Position identification records:
_ _ _ _

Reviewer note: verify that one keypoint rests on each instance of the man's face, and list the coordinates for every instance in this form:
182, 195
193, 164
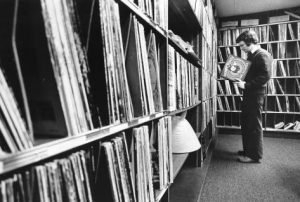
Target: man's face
244, 46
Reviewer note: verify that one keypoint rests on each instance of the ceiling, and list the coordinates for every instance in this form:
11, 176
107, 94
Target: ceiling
226, 8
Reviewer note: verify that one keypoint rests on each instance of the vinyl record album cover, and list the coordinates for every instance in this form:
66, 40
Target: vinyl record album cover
235, 68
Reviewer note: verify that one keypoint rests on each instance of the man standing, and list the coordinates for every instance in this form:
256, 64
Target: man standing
254, 90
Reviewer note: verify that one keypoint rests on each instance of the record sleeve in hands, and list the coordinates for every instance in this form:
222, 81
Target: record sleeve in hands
235, 68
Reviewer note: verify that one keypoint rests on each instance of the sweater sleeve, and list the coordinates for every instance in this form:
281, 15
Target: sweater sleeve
263, 67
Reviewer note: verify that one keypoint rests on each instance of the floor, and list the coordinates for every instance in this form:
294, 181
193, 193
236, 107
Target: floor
277, 178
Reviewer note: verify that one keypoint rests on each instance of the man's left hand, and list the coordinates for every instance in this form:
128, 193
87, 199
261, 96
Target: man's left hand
240, 83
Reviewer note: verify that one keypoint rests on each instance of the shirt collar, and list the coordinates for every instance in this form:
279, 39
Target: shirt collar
255, 48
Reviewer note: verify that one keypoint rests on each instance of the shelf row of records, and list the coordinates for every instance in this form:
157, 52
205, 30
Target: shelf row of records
183, 81
272, 103
126, 167
71, 82
280, 50
286, 122
275, 86
267, 33
152, 11
209, 88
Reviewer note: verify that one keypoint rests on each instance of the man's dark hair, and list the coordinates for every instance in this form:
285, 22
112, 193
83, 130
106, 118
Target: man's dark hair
248, 37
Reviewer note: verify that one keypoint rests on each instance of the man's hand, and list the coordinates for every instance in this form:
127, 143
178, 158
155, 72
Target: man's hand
240, 83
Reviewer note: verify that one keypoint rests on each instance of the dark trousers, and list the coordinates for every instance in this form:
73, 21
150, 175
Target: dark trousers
251, 125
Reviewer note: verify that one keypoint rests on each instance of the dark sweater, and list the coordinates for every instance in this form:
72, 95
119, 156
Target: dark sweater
259, 72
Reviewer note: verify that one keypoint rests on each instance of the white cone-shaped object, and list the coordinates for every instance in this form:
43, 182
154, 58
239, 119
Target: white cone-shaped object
184, 139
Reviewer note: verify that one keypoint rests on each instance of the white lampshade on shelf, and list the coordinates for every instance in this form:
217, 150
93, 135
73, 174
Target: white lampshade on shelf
184, 138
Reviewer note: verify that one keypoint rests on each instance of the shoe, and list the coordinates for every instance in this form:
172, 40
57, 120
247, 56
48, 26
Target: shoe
245, 159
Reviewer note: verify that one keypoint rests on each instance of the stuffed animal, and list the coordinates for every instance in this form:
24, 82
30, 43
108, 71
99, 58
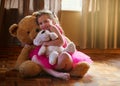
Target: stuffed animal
25, 31
51, 51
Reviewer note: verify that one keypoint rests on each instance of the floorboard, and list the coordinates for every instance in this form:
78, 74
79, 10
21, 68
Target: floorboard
105, 71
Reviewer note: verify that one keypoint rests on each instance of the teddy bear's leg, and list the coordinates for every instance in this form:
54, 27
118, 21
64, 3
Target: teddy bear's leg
53, 57
80, 69
29, 69
70, 48
64, 62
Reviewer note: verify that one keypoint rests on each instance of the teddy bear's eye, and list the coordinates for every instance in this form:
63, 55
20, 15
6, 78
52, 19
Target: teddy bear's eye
37, 30
28, 32
43, 32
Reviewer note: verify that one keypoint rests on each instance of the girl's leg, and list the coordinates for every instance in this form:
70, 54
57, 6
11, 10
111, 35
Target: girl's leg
80, 69
64, 62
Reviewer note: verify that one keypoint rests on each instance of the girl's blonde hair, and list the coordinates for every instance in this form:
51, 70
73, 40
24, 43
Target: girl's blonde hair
51, 15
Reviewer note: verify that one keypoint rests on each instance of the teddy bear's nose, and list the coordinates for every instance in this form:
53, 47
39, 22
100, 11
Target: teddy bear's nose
37, 30
43, 32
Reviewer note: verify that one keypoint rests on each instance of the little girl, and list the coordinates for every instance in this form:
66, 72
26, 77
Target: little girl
66, 61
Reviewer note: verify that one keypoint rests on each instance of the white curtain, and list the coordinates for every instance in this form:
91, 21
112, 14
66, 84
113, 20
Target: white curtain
53, 5
100, 24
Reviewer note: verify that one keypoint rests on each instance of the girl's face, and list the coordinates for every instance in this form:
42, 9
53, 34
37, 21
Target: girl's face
44, 22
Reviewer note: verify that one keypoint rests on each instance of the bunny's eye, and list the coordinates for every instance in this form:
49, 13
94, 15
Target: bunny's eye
28, 32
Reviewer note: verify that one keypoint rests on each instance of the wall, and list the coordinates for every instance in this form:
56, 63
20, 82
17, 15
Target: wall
70, 21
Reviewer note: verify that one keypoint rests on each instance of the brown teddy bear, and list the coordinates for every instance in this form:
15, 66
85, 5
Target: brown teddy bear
25, 31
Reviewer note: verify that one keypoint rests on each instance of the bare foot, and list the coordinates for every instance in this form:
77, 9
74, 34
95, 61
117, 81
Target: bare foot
65, 76
34, 59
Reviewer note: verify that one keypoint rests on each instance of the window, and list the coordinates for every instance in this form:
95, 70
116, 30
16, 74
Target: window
74, 5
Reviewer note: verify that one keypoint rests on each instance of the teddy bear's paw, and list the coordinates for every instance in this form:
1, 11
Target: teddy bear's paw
70, 48
80, 69
53, 35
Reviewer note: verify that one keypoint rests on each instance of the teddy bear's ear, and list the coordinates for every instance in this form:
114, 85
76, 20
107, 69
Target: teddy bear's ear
35, 13
13, 30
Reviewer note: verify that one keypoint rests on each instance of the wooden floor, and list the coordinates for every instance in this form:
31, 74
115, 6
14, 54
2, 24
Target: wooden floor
105, 71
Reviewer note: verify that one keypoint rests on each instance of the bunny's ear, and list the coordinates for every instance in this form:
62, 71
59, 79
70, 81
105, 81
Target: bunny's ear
35, 13
13, 30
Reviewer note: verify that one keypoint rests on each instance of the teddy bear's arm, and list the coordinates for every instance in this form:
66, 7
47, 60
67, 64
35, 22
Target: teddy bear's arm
23, 56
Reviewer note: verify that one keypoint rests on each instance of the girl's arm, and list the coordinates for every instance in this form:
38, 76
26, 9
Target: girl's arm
59, 41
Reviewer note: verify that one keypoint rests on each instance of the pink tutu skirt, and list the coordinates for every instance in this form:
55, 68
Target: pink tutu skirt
77, 57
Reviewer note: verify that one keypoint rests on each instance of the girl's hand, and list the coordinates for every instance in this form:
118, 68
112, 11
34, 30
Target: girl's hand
45, 44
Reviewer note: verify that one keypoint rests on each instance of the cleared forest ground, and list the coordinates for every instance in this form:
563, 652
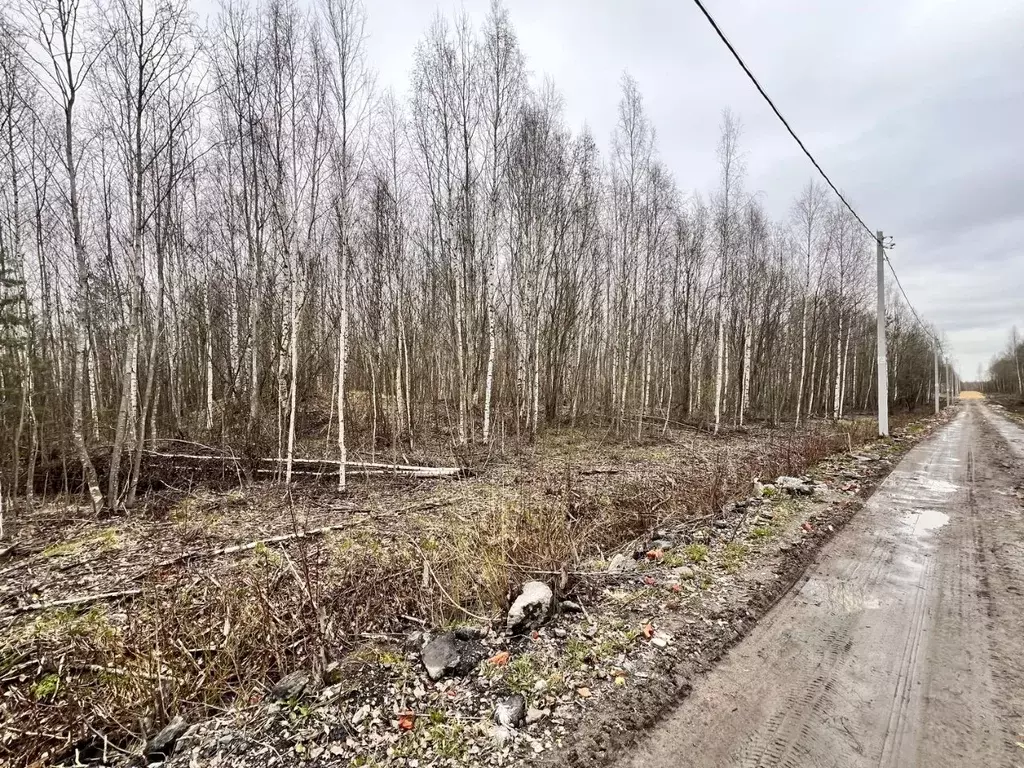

_ _ _ _

• Prompt: Please locate every line in the rows above that contains the string "cover", and copy each of those lines.

• Full answer:
Reviewer note: verify that one keypoint rests on each instance of the vinyl record album cover, and list the coordinates for every instance in this form:
Target: vinyl record album cover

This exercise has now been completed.